- WORK TO BE COMPLETED:
Read the data and repeat all of it exactly.

- RECORDS SHOWN:

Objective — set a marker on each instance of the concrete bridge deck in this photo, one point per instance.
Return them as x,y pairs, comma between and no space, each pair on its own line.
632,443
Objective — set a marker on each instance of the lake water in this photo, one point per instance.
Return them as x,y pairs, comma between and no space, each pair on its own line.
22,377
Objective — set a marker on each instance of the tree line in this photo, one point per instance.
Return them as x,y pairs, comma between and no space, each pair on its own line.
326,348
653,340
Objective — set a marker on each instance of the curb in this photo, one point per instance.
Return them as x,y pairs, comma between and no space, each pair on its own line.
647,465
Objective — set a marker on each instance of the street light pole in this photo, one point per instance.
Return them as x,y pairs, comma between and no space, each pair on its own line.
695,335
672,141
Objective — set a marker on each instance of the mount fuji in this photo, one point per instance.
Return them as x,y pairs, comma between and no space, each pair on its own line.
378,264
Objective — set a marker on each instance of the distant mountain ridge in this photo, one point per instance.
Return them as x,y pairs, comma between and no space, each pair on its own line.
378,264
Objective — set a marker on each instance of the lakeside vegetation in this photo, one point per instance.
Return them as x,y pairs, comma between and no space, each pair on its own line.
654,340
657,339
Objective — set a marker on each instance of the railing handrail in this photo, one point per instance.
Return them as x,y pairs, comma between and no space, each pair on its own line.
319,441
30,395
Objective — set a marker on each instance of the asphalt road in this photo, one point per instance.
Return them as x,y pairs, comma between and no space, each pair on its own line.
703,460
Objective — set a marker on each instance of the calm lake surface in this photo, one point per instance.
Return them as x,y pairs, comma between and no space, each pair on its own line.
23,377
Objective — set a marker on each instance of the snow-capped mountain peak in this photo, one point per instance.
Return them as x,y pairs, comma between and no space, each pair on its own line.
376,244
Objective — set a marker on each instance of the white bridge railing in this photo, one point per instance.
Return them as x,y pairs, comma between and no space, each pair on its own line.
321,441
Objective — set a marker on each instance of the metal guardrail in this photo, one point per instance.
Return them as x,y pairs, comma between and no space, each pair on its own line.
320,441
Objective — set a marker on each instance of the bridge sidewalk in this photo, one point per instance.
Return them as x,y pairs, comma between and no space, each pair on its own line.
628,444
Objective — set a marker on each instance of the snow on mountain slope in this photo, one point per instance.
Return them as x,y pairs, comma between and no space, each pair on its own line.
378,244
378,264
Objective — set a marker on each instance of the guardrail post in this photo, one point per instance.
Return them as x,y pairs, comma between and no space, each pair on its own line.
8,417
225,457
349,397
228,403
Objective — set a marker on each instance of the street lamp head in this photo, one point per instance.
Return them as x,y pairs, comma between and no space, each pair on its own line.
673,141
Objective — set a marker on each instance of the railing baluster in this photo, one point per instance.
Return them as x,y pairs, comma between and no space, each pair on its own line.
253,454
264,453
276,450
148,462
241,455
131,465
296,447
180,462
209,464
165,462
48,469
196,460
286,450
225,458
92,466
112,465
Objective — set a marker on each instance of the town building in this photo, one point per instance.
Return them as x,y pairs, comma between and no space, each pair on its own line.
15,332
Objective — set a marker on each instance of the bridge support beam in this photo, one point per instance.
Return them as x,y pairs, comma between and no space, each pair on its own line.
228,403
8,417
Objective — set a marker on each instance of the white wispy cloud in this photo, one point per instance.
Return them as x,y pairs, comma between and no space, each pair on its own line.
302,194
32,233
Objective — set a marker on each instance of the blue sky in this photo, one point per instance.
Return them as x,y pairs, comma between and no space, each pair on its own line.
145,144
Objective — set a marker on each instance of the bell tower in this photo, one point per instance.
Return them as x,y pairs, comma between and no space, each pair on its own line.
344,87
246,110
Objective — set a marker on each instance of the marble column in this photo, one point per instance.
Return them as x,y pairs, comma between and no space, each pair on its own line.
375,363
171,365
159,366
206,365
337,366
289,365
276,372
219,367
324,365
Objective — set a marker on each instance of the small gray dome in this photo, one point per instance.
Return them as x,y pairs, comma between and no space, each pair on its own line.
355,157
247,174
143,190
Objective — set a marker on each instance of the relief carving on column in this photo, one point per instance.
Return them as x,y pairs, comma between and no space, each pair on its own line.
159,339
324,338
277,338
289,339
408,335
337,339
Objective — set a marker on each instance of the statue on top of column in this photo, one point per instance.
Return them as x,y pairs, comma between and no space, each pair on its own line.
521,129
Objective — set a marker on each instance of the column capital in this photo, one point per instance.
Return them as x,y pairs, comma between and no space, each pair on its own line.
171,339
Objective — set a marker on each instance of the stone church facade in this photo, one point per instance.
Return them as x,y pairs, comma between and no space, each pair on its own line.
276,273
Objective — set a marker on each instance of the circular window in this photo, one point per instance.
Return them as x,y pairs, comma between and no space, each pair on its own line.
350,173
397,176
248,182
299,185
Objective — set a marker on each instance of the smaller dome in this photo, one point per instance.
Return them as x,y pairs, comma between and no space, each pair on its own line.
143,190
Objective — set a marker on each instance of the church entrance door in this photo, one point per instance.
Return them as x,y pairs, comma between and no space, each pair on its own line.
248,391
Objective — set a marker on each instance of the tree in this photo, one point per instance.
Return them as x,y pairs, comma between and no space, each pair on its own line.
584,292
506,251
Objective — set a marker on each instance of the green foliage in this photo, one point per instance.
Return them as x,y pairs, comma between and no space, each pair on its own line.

- FINAL RESULT:
Objective — set a marker on each instance of the concrete bridge deck in this photo, one point per instance.
Return them as x,y pairs, comma between and no space, each pair on its own line.
632,443
Objective — set a marker on each instance of the lake water in this photo, one point per instance.
Return them as x,y pairs, comma between and no space, each pair on its own line.
22,377
Objective — set a marker on each instance of the tree line in this photo, one point per instance.
Return them as x,y pairs, comma between and no space, each pair on its own line.
326,348
653,340
Objective — set a marker on each instance of the curb in this photo, one point per instance.
Return them as x,y pairs, comma between and no space, each pair on its own line.
647,465
Objective — set a marker on each instance of the street light pole in this photo, one point per instance.
Return them as x,y pairs, comma between and no space, each pair on its own line.
695,335
672,141
Objective — set a marker on each instance of the mount fuji in this photo, one point per instance.
Return them as x,y pairs, comma between and no space, each pair on its own line.
378,264
Objective — set a marker on each instance of the distant mountain ridge in this photo, one point per instance.
Return them as x,y pairs, comma between and no space, each pair on its own line.
378,264
Objective — set a marker on each instance of the lakeside vegetation in this photo, one point per instance.
Return them as x,y pairs, comma between and no space, each pair on its own line.
654,340
657,339
Objective — set a marker on each instance of the railing handrail in this photo, one point per instance.
Return them as x,y pairs, comma between and no space, each pair on its own line.
319,441
30,395
Objective — set a marker on each instance of the asphalt road in this photo, one point per instance.
Return them as x,y pairs, comma between and no space, each pair on its own line.
703,460
Objective — set a marker on each instance of the calm lake surface in this photo, one point per instance.
Return them as x,y pairs, comma between and no space, each pair on its own line.
23,377
Objective — set a marker on each instance of the snow-capped mountain peak in this photo, one point per instance.
Return them as x,y pairs, comma between and no space, each pair on its own line.
376,244
Objective — set a marker on each instance of the white bridge railing in this photo, one point per instance.
Return them as x,y pairs, comma between and no space, each pair on its own line.
321,441
Objective — set a marker on each instance of the metal guardrail in this photo, one point per instance.
Return them as x,y pairs, comma between and no space, each pair on its own line.
320,441
Objective — set a marker on each instance of the bridge sidewalk in this photo, one point per instance.
Return them as x,y pairs, comma between and no space, each pair on its own line.
628,444
Objective — set a marker on each instance of the snow on mountain slope in this photo, one point per instance.
Return them as x,y pairs, comma between and no space, each pair on its own line.
378,244
378,264
Objective — set a marker on each instance of the guardrail post in this photo, one point per instance.
Return them as x,y pairs, comma between and no space, each pair on its own line.
8,417
225,457
349,397
228,403
Objective — set a marker on each instance of the street lamp head in this photo, one point per instance.
Return them as x,y pairs, comma between and no space, each pair on its own line.
673,141
Objective — set a marker on each instance of the railing baluster in this photo, one point per instance.
Return them as x,y pairs, comma between and no space, each pair on its own line.
253,454
264,453
276,450
148,462
241,455
131,465
296,447
180,462
209,464
165,462
48,469
196,460
286,450
225,458
92,466
112,465
Objective — set a marker on each instance of the town building in this photo, one point per instance.
Return them as x,y pairs, comma between and no space, each pair on its own line.
15,332
Objective — set a marker on each instance of the bridge support beam in this photo, one point per instance.
Return them as x,y pairs, comma between and no space, each pair on its own line.
228,403
8,417
Objective — set a marker on each instance of the white wispy cloud in this photo, one point per instance.
Return them as x,y pairs, comma between and no space, each pair on its own line.
302,194
32,233
Objective — set a marker on each instance of the blue sky in this photo, one point per instance.
Return them as x,y pairs, comma between and no space, each pair on its own line.
145,144
Objective — set a marker on each instance of the bell tower in this photo, one point per instance.
Return them as x,y pairs, comma between and no space, each pair on its own line.
344,87
246,110
Objective — set a marker on each instance of the marble column in this photo, one point per instance.
Return them as x,y pairs, comma between and no space, each pair on its own line.
375,363
171,365
159,366
206,365
337,366
289,365
276,372
219,367
324,365
Objective — set a marker on each instance of the small gray dome in this photo, one point per instance.
Return them as x,y pairs, comma between and no space, each pair on its own line.
355,157
247,174
143,190
Objective — set a marker on each instance of the relief carving on column in this photo, one point per instance.
Return them as x,y pairs, comma between and no space, each pair on its own line.
159,339
324,338
277,338
289,339
408,335
337,339
Objective — set a marker on each instance of the statue on top of column in this photo, one point per instance.
Return them as x,y pairs, comma between and no space, each pair on its own line.
521,129
Objective — set a marker on each instance of the column capital in this photo, one point per instance.
Return them as x,y pairs, comma between and no space, each pair on its own line.
171,339
Objective — set a marker on each instance of the stone church facade in this photo, one point per instance.
Return them as x,y pairs, comma between and no space, each pair on its own line.
276,273
Objective — set a marker on each instance of the circular window in this photo, one point per instance.
Return them as x,y pairs, comma between and no space, each pair on its own line.
350,173
397,176
248,182
299,185
Objective — set a marker on each instance of the smaller dome in this photo, one point per instance.
Return them as x,y pairs, comma between and no space, each pair on its own line.
143,190
Objective — set a marker on each instance of the church entrance door in this photo, one point per instance.
Return them as x,y pairs, comma between and no space, each pair on its own line.
248,391
Objective — set a marker on each instance of the tree in this photo, one point per instance.
Return them as x,y pairs, comma between and no space, each pair on its own line.
584,292
506,251
Objective — set a marker on each instance of the green foliage in this photo, one point per instance.
Return them as x,y pairs, comma between and no space, each pair on its own line.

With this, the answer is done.